### REQUIRED TASK 1
In the passage about Lead Belly, what year did he write "Mr. Hitler"?
### REQUIRED TASK 2
Please carry on the passage about Lead Belly's song "Mr. Hitler" from its last line.

### SELECTED EXTRACT
My favorite blues singer Huddie William Ledbetter (1888-1949), aka Lead Belly, sung about traditional blues topics like relationships, prison, and poverty, but he also wrote about current events and newsmakers of the day, from Franklin D. Roosevelt to Jean Harlow to the Scottsboro Boys. In 1942, Lead Belly wrote this tune, "Mr. Hitler." Here are the lyrics:

Hiltler started out in 1932 Hiltler started out in 1932 When he started out, he took the homes from the Jews

We're gonna tear Hitler down We're gonna tear Hitler down We're gonna tear Hitler down someday. We're gonna bring him to the ground We're gonna bring him to the ground We're gonna bring him to the ground someday.

When Hitler started out, he took the Jews from their homes When Hitler started out, he took the Jews from their homes That's one thing Mr. Hitler you know you done wrong.

[Entries from a pointing dataset]
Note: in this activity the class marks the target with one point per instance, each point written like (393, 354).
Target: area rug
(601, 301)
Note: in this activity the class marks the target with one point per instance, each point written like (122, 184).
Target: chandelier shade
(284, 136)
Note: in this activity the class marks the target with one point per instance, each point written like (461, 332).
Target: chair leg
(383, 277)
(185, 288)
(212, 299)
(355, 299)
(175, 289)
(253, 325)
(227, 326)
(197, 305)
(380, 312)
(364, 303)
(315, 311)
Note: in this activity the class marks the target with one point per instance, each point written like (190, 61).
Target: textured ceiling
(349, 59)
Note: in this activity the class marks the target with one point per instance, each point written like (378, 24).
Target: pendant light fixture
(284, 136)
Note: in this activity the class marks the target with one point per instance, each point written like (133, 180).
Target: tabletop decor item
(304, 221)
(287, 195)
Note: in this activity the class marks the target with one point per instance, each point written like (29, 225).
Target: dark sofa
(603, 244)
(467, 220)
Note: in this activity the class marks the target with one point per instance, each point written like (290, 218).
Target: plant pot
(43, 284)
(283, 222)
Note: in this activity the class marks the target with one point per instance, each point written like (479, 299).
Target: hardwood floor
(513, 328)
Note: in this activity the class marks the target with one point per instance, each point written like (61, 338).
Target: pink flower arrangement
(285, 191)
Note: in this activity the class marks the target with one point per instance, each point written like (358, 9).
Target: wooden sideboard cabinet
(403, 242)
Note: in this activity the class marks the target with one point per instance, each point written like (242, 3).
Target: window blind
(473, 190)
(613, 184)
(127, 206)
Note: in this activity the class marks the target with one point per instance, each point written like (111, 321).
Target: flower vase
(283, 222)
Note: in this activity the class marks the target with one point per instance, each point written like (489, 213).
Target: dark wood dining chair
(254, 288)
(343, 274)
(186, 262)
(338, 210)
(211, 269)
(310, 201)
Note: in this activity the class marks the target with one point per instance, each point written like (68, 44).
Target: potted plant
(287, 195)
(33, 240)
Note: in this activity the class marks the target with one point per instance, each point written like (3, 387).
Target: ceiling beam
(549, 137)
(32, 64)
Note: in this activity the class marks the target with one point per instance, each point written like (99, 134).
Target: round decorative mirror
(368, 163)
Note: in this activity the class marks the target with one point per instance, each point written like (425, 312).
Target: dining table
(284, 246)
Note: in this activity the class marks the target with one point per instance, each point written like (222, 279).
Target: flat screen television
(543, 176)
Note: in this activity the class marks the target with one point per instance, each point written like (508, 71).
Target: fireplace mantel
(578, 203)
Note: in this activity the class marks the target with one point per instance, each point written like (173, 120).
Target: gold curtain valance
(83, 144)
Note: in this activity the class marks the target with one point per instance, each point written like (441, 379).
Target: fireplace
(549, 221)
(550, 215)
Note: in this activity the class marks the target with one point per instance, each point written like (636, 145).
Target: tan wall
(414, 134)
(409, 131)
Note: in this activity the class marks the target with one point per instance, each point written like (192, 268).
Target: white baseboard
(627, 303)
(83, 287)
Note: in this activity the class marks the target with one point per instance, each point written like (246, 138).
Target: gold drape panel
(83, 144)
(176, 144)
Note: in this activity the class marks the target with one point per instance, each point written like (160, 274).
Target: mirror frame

### FINAL ANSWER 1
1942

### FINAL ANSWER 2
We're gonna tear Hitler down We're gonna tear Hitler down We're gonna tear Hitler down someday. We're gonna bring him to the ground We're gonna bring him to the ground We're gonna bring him to the ground someday.

You ain't no iron, you ain't no solid rock You ain't no iron, you ain't no solid rock but we American people say "Mr. Hitler you is got to stop!"

We're gonna tear Hitler down We're gonna tear Hitler down We're gonna tear Hitler down someday. We're gonna bring him to the ground We're gonna bring him to the ground We're gonna bring him to the ground someday.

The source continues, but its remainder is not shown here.